原発性テント上脳内出血患者における手術療法

Surgical treatment in patients with primary supratentorial intracerebral haemorrhage

Prasad K , Shrivastava A

最終更新日:11/11/1996


目的:原発性テント上脳内出血患者において,日常的な医療管理に加えて手術を行った場合,日常的な医療管理単独に比べて救命,生存者の障害の減少が可能かどうかを調べる.

検索方法:関連するランダム比較試験は,コクラン脳卒中グループの詳細に基づく「検索方法」に記載された検索方法によって選ばれた.

選択基準:臨床的に推定できる患者(CT時代以前に)や,ランダム化以前にCTスキャンで確認された患者などの,原発性テント上脳内出血患者に,日常的な医療管理とそれに頭蓋内手術(開頭術,定位的な内視鏡下除去術や定位的な吸引)を加えたものを比較するランダム化,または準ランダム化比較試験を選んだ.

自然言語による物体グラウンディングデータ
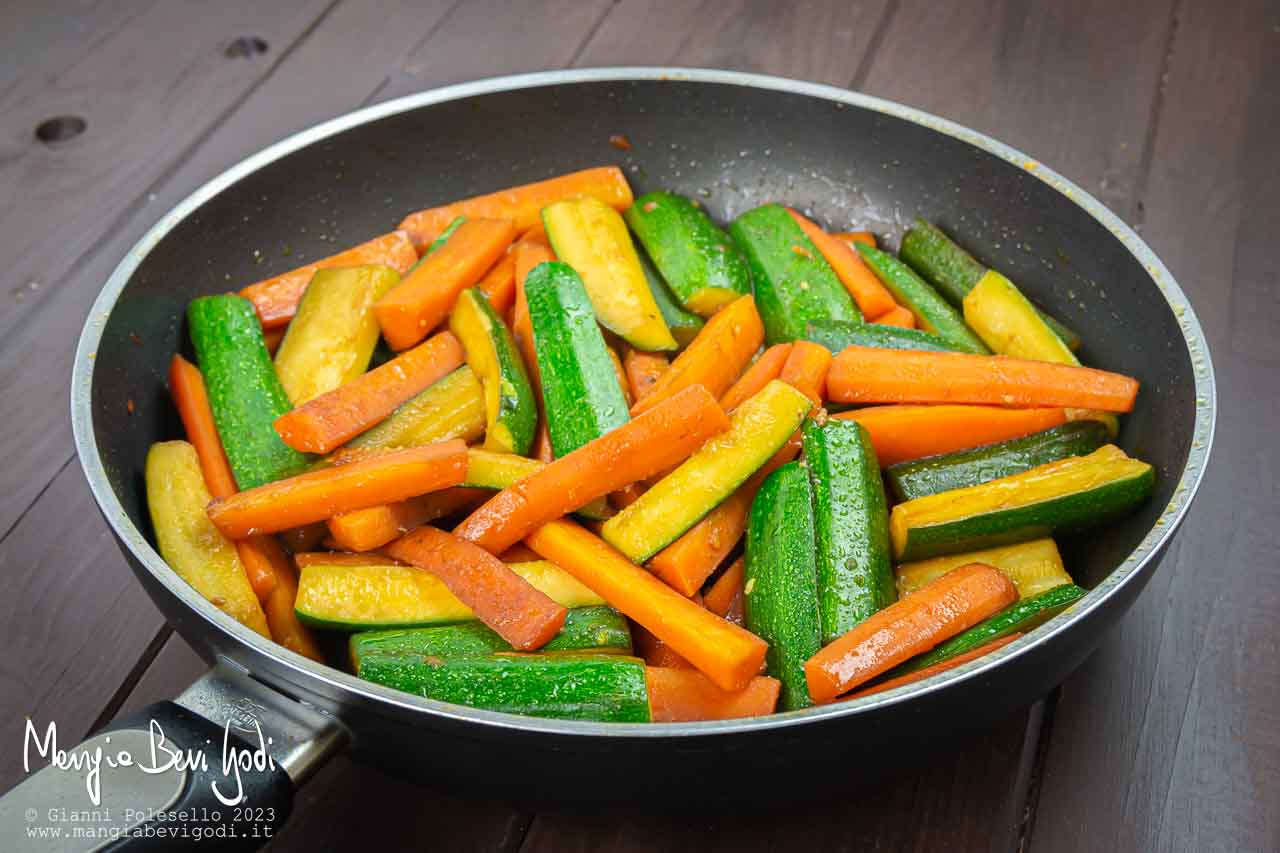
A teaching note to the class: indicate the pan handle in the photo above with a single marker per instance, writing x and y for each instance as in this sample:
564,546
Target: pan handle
215,770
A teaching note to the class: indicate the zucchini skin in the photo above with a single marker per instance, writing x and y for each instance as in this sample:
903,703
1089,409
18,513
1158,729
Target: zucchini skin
954,272
580,387
933,311
855,575
946,471
607,688
698,260
781,579
837,336
1019,616
595,629
794,284
245,393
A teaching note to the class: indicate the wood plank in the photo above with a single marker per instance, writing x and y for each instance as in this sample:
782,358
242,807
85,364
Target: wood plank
813,40
1169,740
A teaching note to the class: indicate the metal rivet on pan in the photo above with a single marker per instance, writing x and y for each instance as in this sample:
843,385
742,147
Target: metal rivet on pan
59,128
245,46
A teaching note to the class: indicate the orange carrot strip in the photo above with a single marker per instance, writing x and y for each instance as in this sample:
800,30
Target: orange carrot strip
714,357
872,297
524,204
376,525
499,283
280,616
408,311
691,559
643,370
805,369
858,237
502,600
727,587
766,369
913,625
900,316
685,696
903,433
385,478
277,299
187,386
728,655
334,418
869,374
950,664
643,446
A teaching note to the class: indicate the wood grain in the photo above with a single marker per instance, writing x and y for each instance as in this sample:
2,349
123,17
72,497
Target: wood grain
1168,738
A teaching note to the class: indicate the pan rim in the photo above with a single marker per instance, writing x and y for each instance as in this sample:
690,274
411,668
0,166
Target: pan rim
302,673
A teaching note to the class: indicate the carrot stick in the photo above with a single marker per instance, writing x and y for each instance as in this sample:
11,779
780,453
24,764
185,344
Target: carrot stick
685,696
332,419
502,600
727,587
643,446
900,316
805,369
187,386
384,478
691,559
872,297
499,283
714,357
280,617
869,374
408,311
376,525
950,664
728,655
524,204
913,625
277,299
901,433
643,370
858,237
766,369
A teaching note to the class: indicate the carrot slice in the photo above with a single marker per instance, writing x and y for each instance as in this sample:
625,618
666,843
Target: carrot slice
873,299
869,374
639,448
643,370
187,386
376,525
524,204
502,600
903,433
691,559
764,370
937,611
950,664
685,696
727,587
714,357
858,237
900,316
334,418
277,299
383,478
728,655
805,369
499,283
423,300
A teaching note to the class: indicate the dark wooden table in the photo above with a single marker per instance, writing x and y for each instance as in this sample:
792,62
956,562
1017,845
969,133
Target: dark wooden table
1169,110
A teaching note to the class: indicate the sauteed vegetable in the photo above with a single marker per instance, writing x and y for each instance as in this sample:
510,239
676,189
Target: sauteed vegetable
618,463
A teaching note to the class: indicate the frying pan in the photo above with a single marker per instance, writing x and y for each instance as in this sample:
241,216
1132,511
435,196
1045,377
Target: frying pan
731,141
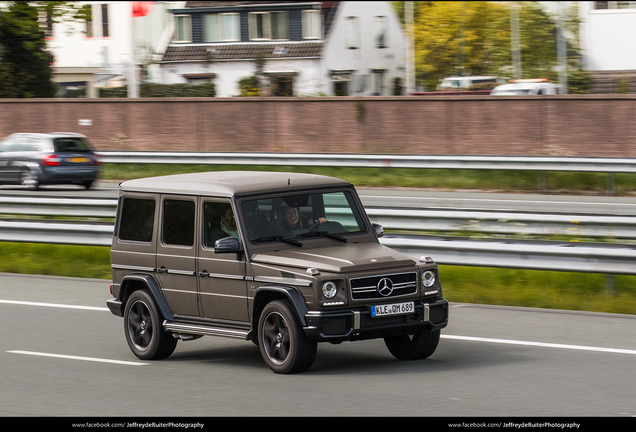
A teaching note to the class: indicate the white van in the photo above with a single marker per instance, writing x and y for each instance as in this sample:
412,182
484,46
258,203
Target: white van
527,87
458,83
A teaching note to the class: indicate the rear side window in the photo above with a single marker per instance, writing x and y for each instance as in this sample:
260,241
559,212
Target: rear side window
137,219
62,145
178,222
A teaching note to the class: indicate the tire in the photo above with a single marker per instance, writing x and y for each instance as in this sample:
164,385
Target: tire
29,179
142,326
419,345
281,340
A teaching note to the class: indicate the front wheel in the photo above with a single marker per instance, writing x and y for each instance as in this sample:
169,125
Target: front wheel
419,345
29,179
144,334
282,342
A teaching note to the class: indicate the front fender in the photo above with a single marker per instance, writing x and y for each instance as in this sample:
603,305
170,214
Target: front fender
267,292
129,281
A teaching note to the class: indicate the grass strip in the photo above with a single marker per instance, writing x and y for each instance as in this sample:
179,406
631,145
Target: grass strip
481,285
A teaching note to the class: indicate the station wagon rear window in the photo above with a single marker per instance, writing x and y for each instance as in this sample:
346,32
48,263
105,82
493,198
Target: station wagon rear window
63,145
302,216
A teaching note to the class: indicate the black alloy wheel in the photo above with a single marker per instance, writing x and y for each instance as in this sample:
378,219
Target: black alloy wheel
283,344
144,334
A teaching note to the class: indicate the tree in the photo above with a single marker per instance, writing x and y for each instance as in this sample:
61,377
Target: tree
474,38
25,64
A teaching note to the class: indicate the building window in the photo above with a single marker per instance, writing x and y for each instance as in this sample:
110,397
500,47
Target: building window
268,25
615,5
381,34
311,24
89,20
105,32
352,33
378,81
221,27
183,28
45,21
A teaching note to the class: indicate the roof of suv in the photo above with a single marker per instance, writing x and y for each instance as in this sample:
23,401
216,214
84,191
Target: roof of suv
229,183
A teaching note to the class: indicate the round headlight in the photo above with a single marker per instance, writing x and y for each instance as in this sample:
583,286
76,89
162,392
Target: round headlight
329,289
428,278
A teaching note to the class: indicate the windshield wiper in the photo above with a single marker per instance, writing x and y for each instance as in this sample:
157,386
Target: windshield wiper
325,233
278,238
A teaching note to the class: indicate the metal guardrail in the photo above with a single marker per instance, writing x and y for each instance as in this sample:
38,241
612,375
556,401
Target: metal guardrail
537,255
437,221
528,163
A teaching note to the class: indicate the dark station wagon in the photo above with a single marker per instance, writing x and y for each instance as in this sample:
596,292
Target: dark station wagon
281,259
34,159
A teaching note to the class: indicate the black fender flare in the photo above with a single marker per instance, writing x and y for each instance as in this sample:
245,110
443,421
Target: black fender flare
153,287
294,296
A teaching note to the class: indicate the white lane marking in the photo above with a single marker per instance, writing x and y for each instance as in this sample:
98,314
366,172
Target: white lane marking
542,344
54,305
68,357
466,338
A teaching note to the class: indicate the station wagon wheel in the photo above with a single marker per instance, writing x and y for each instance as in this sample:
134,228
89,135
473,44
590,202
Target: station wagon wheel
281,339
419,345
142,324
29,178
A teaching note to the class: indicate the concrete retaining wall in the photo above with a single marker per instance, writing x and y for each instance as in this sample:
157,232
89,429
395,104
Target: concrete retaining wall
566,125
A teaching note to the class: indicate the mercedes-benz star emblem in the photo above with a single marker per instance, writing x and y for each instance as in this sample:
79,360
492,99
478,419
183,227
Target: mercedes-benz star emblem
385,287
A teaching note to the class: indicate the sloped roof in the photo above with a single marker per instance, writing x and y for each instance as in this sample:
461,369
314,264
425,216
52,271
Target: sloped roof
241,51
206,4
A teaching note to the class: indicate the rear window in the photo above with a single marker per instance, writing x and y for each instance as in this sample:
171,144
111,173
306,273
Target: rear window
64,145
137,219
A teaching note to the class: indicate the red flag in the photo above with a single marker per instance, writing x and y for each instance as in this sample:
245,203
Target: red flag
142,8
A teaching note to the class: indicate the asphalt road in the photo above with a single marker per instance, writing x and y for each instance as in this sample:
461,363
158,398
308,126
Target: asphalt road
64,354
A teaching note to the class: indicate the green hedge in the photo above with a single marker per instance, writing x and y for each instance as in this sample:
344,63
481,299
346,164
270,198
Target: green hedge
162,90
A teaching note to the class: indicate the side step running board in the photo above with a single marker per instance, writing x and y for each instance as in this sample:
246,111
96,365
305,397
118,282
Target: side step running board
194,329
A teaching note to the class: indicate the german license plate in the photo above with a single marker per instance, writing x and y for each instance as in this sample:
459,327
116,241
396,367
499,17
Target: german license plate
392,309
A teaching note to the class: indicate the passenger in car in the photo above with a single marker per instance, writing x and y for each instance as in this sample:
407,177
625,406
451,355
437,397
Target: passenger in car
225,226
290,220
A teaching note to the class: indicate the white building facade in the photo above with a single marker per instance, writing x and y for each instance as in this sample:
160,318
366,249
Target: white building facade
308,48
98,52
608,35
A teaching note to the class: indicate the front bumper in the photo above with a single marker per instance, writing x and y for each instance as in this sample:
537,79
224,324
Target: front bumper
357,324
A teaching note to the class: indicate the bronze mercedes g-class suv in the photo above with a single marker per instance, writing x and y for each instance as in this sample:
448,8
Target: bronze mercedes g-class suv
282,259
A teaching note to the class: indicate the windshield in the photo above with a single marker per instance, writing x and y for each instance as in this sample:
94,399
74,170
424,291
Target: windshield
292,218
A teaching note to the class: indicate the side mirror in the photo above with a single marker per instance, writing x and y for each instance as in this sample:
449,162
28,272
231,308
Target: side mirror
227,245
379,230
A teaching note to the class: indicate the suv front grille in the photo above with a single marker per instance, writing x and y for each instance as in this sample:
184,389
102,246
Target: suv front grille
383,286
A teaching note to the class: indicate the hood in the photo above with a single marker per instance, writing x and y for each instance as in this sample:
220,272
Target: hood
337,259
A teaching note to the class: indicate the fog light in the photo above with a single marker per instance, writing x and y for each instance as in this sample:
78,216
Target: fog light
428,278
329,289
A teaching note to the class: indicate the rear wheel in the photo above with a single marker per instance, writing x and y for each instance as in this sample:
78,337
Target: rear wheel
419,345
142,324
281,339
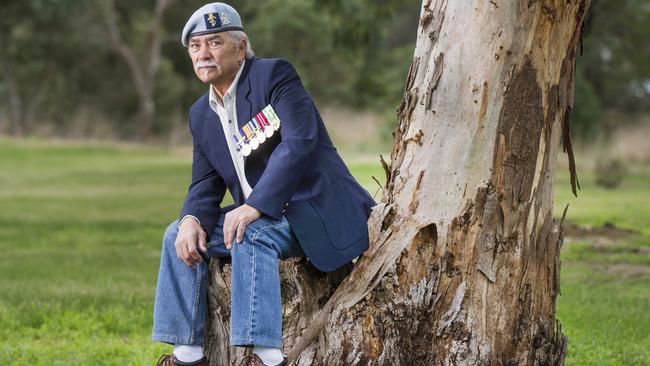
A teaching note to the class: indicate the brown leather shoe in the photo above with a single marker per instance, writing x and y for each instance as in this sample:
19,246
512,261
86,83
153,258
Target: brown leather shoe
254,360
170,360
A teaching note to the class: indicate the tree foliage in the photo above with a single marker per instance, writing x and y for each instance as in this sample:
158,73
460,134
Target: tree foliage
58,71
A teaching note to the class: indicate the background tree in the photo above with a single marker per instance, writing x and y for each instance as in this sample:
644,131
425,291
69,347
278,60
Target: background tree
142,65
464,260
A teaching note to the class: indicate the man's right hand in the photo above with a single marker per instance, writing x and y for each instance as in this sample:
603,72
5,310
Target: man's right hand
190,239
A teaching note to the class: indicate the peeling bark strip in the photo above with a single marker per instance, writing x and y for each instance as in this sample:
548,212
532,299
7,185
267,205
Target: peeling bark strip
449,280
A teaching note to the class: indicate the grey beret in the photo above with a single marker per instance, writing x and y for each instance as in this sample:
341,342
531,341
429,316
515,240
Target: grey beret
211,18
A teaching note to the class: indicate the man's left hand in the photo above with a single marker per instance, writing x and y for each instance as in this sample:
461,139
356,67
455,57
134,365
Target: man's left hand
235,223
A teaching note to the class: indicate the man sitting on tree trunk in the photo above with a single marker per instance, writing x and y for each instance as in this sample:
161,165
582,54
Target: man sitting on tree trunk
257,133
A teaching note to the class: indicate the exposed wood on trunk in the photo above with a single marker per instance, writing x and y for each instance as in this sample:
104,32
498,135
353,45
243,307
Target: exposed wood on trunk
463,267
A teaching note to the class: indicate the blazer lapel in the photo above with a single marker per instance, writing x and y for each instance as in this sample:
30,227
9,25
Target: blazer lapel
244,106
217,146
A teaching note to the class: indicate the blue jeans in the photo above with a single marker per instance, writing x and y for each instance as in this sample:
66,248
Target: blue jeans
256,305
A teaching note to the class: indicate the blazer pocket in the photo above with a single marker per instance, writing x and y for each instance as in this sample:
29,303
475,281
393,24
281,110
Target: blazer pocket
342,213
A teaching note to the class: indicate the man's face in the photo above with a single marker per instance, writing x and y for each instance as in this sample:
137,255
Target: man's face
215,57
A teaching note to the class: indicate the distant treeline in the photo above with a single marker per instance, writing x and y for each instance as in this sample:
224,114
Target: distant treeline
115,68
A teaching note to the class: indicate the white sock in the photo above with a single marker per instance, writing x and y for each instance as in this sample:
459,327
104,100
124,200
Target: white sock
270,356
186,353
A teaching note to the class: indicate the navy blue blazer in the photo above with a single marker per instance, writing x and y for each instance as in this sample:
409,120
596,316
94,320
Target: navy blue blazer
297,172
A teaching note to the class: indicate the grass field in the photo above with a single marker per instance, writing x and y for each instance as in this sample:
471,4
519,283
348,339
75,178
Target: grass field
80,230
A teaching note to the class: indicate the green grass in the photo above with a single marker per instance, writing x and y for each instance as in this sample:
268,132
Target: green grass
80,232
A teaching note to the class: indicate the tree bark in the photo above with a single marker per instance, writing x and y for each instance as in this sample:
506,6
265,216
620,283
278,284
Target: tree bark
463,266
16,110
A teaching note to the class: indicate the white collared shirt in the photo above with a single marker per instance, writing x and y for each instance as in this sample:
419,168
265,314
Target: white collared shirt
226,109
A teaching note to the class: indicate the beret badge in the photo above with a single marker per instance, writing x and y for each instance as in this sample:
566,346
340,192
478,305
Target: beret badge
212,21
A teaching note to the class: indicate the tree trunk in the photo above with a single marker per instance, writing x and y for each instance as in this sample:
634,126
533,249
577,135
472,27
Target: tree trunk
463,266
16,114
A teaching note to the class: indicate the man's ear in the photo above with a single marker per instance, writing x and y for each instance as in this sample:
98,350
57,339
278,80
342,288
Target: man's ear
242,47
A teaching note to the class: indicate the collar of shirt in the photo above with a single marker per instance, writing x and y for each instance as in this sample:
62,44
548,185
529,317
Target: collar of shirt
215,99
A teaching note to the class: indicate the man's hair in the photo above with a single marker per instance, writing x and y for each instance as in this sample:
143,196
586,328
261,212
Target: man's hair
238,36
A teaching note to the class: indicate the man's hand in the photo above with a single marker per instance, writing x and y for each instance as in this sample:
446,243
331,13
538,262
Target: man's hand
236,221
189,240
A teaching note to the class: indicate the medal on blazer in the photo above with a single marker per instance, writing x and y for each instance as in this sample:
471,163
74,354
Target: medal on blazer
256,131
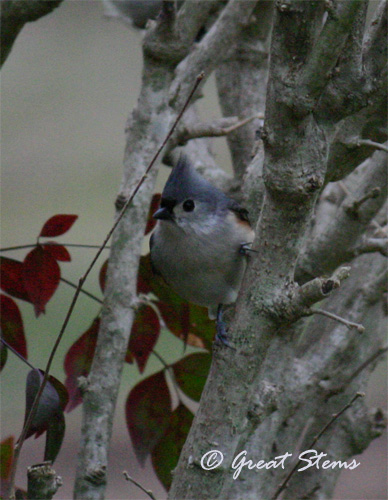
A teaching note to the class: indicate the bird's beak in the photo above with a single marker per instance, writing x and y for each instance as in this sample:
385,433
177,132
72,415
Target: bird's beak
163,214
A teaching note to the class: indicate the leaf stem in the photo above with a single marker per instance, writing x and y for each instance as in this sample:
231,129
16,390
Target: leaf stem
81,281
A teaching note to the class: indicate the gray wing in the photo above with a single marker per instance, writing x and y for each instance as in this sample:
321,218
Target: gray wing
154,270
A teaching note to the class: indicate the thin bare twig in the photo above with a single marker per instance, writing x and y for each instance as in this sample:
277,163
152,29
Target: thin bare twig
366,142
129,478
88,294
16,353
31,245
81,281
370,245
314,441
380,351
353,208
348,324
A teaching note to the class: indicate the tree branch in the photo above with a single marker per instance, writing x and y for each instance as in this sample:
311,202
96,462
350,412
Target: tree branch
14,15
313,443
218,40
333,245
348,324
43,482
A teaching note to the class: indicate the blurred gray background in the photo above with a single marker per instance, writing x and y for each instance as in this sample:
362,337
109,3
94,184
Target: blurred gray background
67,88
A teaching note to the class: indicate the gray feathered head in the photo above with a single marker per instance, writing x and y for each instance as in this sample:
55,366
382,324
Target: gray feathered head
187,191
192,202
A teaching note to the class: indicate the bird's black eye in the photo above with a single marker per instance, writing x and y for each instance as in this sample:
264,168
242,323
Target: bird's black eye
188,206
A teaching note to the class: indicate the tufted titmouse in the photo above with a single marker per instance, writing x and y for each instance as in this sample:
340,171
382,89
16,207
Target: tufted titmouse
200,242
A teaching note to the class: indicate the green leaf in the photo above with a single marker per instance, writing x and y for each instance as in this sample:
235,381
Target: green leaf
166,453
191,374
147,412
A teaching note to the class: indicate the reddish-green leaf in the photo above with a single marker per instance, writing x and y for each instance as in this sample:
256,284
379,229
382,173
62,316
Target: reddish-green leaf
183,319
78,361
147,411
153,207
6,458
41,275
144,334
3,355
12,330
191,373
57,225
12,278
187,321
166,453
59,252
6,455
102,275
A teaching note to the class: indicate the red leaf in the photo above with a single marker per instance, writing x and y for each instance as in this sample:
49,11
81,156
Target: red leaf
166,453
151,222
78,361
12,278
187,321
191,373
6,456
144,334
59,252
102,275
12,330
57,225
147,411
41,275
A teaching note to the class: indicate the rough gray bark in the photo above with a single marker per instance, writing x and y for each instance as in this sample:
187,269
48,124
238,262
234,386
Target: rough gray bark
291,369
168,76
43,482
243,405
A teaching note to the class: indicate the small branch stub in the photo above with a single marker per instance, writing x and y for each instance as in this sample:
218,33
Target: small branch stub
43,482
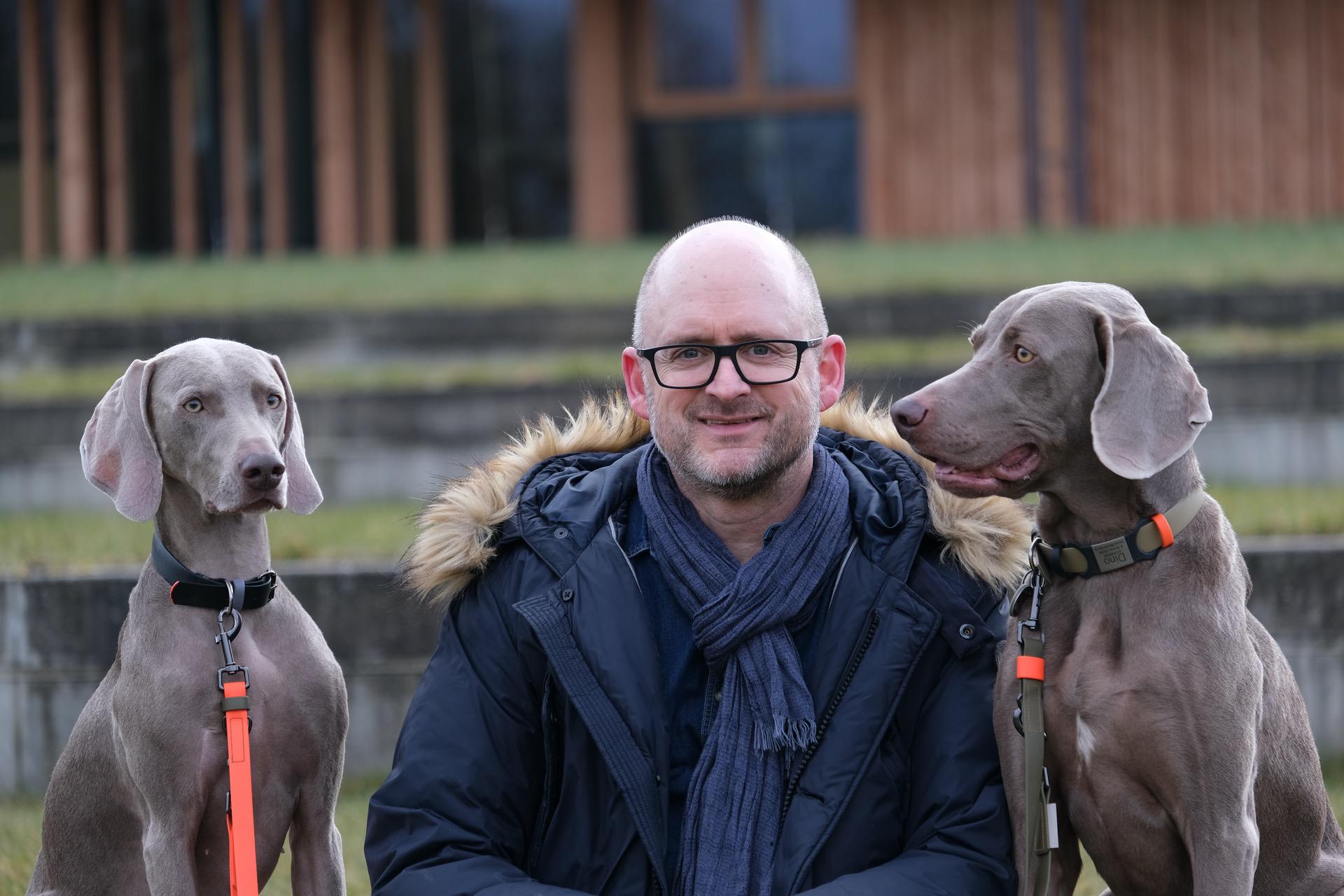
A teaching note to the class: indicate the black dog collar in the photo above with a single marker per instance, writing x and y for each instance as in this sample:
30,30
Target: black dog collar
187,589
1142,543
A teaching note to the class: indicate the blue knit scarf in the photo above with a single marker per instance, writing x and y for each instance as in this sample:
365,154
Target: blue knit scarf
741,618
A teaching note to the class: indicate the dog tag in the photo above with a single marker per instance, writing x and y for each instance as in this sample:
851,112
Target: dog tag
1113,555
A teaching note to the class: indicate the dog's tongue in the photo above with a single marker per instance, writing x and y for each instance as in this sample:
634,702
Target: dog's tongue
1011,466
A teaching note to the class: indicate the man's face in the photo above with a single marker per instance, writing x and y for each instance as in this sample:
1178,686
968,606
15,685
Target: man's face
732,438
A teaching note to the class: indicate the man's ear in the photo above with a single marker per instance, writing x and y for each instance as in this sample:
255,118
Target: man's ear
635,386
831,370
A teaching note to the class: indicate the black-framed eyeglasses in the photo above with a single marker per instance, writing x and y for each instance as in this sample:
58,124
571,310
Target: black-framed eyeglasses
758,362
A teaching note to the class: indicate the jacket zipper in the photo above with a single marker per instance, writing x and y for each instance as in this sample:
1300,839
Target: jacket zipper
870,633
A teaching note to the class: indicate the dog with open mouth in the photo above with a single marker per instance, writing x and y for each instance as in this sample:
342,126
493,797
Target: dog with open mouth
1177,746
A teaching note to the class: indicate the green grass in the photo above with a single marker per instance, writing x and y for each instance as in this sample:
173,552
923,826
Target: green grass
597,365
80,540
20,836
20,822
573,273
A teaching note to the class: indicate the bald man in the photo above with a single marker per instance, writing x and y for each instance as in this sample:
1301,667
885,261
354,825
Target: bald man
727,650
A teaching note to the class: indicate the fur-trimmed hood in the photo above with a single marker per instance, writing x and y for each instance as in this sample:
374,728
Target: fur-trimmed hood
987,536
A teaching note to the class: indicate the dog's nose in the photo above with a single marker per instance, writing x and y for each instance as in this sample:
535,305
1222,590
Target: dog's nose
907,413
262,472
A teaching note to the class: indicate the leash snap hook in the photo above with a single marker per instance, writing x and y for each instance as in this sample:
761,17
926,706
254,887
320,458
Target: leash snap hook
226,643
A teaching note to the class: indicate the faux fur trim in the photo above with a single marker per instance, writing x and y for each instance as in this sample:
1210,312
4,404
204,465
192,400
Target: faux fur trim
988,536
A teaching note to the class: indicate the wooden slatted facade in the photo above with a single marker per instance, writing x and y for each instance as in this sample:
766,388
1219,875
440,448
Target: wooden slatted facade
974,115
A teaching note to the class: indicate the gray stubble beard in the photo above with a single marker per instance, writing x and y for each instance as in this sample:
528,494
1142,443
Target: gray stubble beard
761,477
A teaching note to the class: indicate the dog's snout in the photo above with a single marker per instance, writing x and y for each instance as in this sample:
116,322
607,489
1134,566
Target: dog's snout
262,472
907,414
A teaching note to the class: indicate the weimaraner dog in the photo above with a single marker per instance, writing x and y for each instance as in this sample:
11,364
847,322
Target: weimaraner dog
204,438
1177,745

**必要な作業 A**
抜粋テキストの「Surgical treatment in」から「ランダム化比較試験を選んだ.」までの部分を、「日常的な医療管理」を「通常の医療管理」に置き換えて書き直しなさい。
**必要な作業 B**
抜粋テキストのうち「選択基準:」で始まる段落を、主な内容を保ったまま箇条書きに改めなさい。

**作業結果 A**
Surgical treatment in patients with primary supratentorial intracerebral haemorrhage

Prasad K , Shrivastava A

最終更新日:11/11/1996


目的:原発性テント上脳内出血患者において,通常の医療管理に加えて手術を行った場合,通常の医療管理単独に比べて救命,生存者の障害の減少が可能かどうかを調べる.

検索方法:関連するランダム比較試験は,コクラン脳卒中グループの詳細に基づく「検索方法」に記載された検索方法によって選ばれた.

選択基準:臨床的に推定できる患者(CT時代以前に)や,ランダム化以前にCTスキャンで確認された患者などの,原発性テント上脳内出血患者に,通常の医療管理とそれに頭蓋内手術(開頭術,定位的な内視鏡下除去術や定位的な吸引)を加えたものを比較するランダム化,または準ランダム化比較試験を選んだ.

**作業結果 B**
- 対象とする試験:ランダム化比較試験、または準ランダム化比較試験
- 対象患者:原発性テント上脳内出血患者(CT時代以前に臨床的に推定された患者や、ランダム化以前にCTスキャンで確認された患者など)
- 比較するもの:日常的な医療管理と、それに頭蓋内手術(開頭術、定位的な内視鏡下除去術、定位的な吸引)を加えたもの